= CHALLENGE =
List every feature heading in the sketch of the June87 Dragon pre straw man in the text below.

= TEXT PROVIDED =
June87 Pre Straw Men
    At the Dragon Meeting of May 23, 1986, Jean Gastinel presented his ideas of what the 1987 Dragon straw man might turn out to be.  
    (These ideas were also discussed at subsequent subcommittee meetings.  I may be a little confused about what I heard where, but 
    it shouldn't really matter.)  The Dragon subcommittee was not required to accept any of what was presented as cast in stone.  
    But Ed McCreight recommended that we consider it as a place to start.  Let me call these ideas "pre straw men."
June87 Dragon Pre Straw Man
    Here's a sketch of the features of the June87 Dragon pre straw man:
    o  High-speed bus:  The main bus proposed has a raw bandwidth of 200 MB/s, five times as much as its predecessor, the M bus.  It is 
    64 bits wide (not 32) and runs at 25 MHz (not 10 MHz).  Due to bus protocol overhead, the maximum effective data bandwidth, 
    assuming 100% bus utilization, is 114 MB/s.  (The estimate of 25 MHz is said to be "conserative;" more optimistic estimates 
    have ranged as high as 100 MHz.)
    o  One-board implementation:  To achieve the proposed bus speed, it is necessary for the physical extent of the bus to be rather 
    small.  Putting the whole Dragon on one 10.9 x 16 inch board addresses that requirement.  (An optional two-board system was 
    discussed, but the main bus was confined to one of the two boards, and an extended memory system was proposed for the other.)  
    A case can be made that a one-board is simpler to make than a multi-board system, since the backplane need only supply power.
    o  Chip carrier packaging:  To fit everything on one board seems to require more exotic packaging technology than we had previously 
    been considering.  Rather than package chips individually in pin grid arrays, it was proposed that Dragon clusters (consisting 
    of EU, IFU, and two caches -- no floating point) be mounted on 3 x 6 cm chip carrier modules.  Also, it was proposed that 
    memory be packaged as nine-chip hybrid SIPs, using 1M DRAMs.
    o  Processors:  It was proposed to put four processor modules on the system board, since they will fit and won't swamp the bus.
    o  Chassis:  It was proposed to use a 6085 (Daybreak) chassis, because it's done and is reasonably clever.  The system board would 
    be allowed to occupy two slots, since some of its components are rather tall.

(Location labeling records)

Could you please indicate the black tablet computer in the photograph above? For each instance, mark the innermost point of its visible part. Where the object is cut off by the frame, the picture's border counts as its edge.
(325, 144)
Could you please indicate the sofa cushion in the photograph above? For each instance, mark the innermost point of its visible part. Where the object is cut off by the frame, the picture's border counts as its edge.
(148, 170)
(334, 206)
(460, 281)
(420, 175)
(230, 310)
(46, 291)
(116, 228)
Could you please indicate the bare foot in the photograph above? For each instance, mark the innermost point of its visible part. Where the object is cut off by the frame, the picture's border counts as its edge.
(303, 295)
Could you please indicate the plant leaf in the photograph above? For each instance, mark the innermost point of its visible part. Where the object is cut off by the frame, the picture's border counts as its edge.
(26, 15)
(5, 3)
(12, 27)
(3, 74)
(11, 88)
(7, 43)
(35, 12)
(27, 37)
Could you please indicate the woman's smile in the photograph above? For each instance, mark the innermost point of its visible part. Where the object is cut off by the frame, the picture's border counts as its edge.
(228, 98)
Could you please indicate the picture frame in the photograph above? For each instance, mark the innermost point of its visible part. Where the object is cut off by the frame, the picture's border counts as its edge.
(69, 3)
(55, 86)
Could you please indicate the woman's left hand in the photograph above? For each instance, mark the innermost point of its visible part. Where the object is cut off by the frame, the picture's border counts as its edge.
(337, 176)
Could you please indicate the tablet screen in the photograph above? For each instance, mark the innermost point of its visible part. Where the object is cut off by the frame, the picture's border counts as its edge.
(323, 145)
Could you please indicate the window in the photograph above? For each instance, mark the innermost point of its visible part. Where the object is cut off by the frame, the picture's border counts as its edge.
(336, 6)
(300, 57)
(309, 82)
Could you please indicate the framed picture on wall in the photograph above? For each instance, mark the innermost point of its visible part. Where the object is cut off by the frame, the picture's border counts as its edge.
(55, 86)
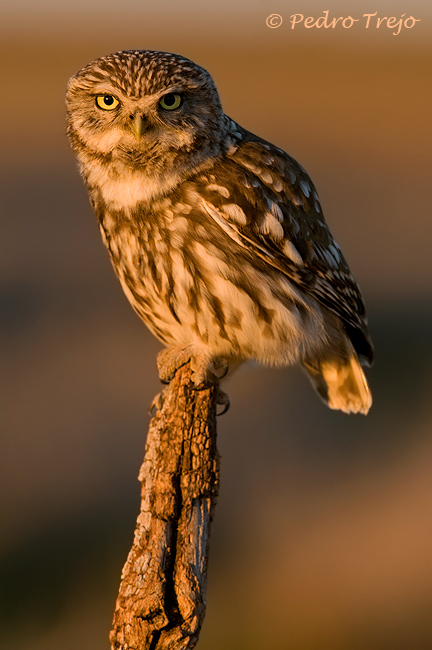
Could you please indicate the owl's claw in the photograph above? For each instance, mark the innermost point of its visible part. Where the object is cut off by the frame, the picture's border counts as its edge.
(205, 370)
(157, 404)
(169, 361)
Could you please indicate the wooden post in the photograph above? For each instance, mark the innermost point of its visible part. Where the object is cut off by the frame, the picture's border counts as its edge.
(161, 602)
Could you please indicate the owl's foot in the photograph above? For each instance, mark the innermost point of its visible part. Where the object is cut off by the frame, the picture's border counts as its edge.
(157, 404)
(205, 369)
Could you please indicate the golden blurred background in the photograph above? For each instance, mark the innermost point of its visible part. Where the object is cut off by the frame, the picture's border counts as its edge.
(323, 532)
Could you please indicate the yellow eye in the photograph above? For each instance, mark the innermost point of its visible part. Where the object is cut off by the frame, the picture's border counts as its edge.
(107, 102)
(170, 102)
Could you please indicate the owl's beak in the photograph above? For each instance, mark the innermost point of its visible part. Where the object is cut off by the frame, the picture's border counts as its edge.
(138, 126)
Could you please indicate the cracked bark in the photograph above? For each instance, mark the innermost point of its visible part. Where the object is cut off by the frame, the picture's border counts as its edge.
(161, 602)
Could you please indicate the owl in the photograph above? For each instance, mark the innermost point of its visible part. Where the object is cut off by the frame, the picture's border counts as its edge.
(216, 235)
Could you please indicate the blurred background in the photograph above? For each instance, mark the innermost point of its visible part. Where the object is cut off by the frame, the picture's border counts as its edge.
(323, 531)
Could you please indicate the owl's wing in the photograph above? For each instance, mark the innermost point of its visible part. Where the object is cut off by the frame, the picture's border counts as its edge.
(265, 201)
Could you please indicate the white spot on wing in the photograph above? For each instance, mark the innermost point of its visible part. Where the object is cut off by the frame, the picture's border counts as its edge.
(234, 212)
(305, 188)
(291, 251)
(219, 188)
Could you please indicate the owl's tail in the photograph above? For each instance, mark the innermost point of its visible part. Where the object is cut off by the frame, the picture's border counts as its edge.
(341, 384)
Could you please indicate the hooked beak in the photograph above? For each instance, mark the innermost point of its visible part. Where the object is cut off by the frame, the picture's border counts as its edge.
(137, 126)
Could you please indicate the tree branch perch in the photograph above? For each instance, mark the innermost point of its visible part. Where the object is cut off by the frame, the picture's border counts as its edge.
(161, 602)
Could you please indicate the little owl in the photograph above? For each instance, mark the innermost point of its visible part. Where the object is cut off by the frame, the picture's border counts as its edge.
(216, 235)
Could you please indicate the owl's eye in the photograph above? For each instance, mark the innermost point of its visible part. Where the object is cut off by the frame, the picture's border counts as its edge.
(171, 101)
(107, 102)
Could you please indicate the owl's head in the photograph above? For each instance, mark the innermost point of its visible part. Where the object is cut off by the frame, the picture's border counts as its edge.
(150, 110)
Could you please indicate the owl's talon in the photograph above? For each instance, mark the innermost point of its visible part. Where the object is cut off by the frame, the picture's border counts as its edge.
(169, 361)
(157, 404)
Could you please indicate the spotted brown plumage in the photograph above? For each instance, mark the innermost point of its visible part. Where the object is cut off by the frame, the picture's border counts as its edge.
(216, 235)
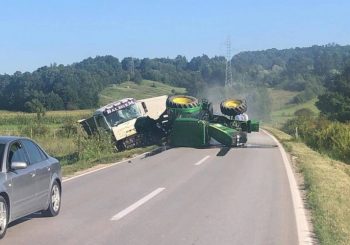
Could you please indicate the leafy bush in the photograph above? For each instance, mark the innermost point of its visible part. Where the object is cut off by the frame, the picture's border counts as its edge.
(304, 112)
(332, 138)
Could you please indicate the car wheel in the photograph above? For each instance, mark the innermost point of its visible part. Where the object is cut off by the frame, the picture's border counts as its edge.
(3, 217)
(55, 200)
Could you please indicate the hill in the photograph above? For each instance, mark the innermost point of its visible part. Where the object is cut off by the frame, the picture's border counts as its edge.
(145, 89)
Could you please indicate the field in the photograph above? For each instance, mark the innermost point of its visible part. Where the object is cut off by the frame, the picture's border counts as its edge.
(59, 133)
(145, 89)
(282, 110)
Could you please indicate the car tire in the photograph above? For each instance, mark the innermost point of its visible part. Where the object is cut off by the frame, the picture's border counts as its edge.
(233, 107)
(3, 216)
(55, 200)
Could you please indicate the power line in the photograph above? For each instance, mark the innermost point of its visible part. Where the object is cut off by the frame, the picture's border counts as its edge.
(228, 79)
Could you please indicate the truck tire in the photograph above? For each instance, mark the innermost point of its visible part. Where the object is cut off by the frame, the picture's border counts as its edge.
(233, 107)
(181, 101)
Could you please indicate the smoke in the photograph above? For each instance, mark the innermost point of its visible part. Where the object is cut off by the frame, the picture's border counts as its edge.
(258, 99)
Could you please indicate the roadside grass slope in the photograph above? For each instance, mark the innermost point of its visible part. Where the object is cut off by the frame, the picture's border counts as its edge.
(145, 89)
(282, 109)
(327, 185)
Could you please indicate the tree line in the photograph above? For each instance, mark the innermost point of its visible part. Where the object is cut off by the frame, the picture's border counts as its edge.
(77, 86)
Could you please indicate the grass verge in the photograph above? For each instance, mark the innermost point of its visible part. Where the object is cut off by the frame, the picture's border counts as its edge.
(327, 184)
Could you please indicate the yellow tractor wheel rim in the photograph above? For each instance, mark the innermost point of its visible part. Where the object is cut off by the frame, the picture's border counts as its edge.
(232, 103)
(182, 100)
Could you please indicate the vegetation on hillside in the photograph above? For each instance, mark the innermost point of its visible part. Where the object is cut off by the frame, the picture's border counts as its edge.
(327, 185)
(330, 131)
(77, 86)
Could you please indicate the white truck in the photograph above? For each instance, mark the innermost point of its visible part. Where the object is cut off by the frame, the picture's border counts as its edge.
(119, 117)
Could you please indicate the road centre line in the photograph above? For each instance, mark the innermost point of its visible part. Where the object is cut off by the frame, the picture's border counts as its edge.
(201, 161)
(137, 204)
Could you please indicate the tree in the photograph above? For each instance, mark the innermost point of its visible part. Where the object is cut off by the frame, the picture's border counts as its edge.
(335, 103)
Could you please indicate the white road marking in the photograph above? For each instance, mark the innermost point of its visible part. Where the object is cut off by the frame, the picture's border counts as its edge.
(304, 234)
(99, 169)
(137, 204)
(201, 161)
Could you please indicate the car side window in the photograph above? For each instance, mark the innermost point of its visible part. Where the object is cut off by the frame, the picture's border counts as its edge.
(33, 151)
(16, 154)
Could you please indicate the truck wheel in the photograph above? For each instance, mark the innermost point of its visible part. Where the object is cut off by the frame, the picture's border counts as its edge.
(3, 217)
(233, 107)
(181, 101)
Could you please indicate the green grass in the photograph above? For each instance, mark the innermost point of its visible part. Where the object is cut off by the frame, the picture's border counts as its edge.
(281, 98)
(282, 110)
(145, 89)
(327, 184)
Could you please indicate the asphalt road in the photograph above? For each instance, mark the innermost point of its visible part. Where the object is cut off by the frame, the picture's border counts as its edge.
(180, 196)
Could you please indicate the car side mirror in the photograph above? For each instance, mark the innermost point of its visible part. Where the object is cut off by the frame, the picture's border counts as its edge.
(144, 106)
(18, 165)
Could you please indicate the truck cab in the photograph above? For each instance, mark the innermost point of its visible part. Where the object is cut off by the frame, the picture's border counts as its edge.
(119, 118)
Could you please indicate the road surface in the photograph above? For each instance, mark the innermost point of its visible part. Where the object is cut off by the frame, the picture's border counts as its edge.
(179, 196)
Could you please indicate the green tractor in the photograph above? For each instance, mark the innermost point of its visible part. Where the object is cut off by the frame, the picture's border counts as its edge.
(190, 123)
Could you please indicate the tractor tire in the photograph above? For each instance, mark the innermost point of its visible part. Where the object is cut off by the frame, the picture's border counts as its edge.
(181, 101)
(233, 107)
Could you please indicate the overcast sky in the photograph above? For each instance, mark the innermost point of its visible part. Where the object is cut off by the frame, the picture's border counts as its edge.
(38, 33)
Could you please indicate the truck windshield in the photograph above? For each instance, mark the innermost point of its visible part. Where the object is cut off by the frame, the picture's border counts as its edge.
(123, 115)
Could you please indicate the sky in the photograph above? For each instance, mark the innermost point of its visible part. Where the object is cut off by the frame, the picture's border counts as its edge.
(36, 33)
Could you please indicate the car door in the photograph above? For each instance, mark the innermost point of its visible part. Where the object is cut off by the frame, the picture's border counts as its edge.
(22, 182)
(42, 166)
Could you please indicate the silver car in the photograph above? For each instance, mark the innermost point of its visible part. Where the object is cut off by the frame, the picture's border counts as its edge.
(30, 181)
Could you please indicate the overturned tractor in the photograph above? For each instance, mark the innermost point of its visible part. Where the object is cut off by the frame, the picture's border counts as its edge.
(177, 120)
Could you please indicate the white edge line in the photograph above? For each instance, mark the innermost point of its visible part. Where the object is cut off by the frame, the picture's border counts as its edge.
(137, 204)
(304, 234)
(99, 169)
(201, 161)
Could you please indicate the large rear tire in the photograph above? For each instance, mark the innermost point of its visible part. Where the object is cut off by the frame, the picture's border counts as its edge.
(233, 107)
(3, 216)
(181, 101)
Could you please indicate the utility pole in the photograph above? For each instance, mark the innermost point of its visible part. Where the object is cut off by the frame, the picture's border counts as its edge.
(132, 68)
(228, 79)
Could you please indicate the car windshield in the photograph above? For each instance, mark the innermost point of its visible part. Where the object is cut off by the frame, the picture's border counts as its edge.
(123, 115)
(2, 148)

= RESPONSE TO THIS EXERCISE =
High-speed bus
One-board implementation
Chip carrier packaging
Processors
Chassis